(Dataset listing)
%%

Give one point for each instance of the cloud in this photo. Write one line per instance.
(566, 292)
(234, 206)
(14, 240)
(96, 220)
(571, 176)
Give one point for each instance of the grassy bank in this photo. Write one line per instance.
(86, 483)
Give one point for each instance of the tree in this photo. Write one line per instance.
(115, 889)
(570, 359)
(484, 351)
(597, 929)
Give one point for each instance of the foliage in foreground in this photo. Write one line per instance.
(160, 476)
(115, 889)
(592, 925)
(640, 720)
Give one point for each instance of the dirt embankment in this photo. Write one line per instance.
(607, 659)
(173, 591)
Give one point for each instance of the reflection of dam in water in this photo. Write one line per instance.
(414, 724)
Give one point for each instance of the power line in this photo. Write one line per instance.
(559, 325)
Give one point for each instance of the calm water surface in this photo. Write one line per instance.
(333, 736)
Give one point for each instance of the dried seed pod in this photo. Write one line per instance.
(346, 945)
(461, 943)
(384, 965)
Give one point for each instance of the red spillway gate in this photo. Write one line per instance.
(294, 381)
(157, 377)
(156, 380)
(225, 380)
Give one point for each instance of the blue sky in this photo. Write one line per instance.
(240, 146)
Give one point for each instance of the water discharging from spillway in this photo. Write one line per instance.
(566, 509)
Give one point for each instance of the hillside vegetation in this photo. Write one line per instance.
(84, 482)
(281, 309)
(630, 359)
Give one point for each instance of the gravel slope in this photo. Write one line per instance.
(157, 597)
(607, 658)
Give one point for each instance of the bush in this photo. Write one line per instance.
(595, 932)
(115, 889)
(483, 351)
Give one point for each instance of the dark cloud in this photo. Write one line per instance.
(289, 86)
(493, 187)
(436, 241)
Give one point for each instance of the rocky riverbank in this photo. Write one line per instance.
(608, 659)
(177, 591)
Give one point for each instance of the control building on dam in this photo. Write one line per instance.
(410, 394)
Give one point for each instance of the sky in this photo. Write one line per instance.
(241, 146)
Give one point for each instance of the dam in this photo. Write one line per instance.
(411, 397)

%%

Copy every line of the listing above word for word, keeping the original order.

Give one point for each instance of the cloud in this photo. Write one line per instance.
(566, 292)
(234, 206)
(14, 240)
(96, 220)
(571, 176)
Give one point for each instance of the grassy bank in this photo. Write one line per instance.
(86, 483)
Give one point for each instance of the tree in this photo. Write one line per instance.
(115, 889)
(570, 359)
(484, 351)
(597, 929)
Give one point for each instance of the foliage in foreground in this photo. Write one line per instance.
(160, 476)
(115, 889)
(592, 925)
(640, 720)
Give one point for each instance of the dirt embankment in this photo. Write one line per instance.
(607, 659)
(173, 591)
Give one point for each instance of the reflection of dam in water in this photo. Write one line per instance.
(414, 724)
Give one point for each instance of the power line in this photo. Write one line per instance.
(559, 325)
Give one point for each instance of the calm water surface in this photo. Write one line per instance.
(333, 736)
Give one point for each instance of the dried seed pod in this photo. Write one line per instance.
(346, 945)
(461, 943)
(384, 965)
Give one point for each instance of the red spillway gate in this photo. Write one line per instance.
(294, 381)
(157, 377)
(156, 380)
(225, 380)
Give one point for each instance of the blue sky in this photo. Write one line per instance.
(240, 146)
Give one point for each instance of the water discharging from spillway in this photo. Write one line per instance.
(566, 509)
Give one point for each instance of the hillside vegetation in this photo. Write one line per instance.
(84, 482)
(281, 309)
(630, 359)
Give one point for each instance of the gravel slope in this photo. Write one line per instance.
(157, 597)
(607, 658)
Give one point for each instance of the bush in this photo. Write one line per instance.
(595, 932)
(115, 889)
(483, 351)
Give one point for each instance of the dark cloud in this photo. Write one line per instance.
(289, 86)
(493, 187)
(436, 241)
Give one point for each instance of the rocky riverbank in this photo. Write one line per instance.
(608, 659)
(177, 591)
Give one point for each instance of the control building on dam in this photo. Write one line per instance.
(410, 394)
Give one point for each instance of the sky in this photo. Write one line per instance.
(241, 146)
Give one point for each instance of the dam in this photo. Write one line per instance.
(411, 397)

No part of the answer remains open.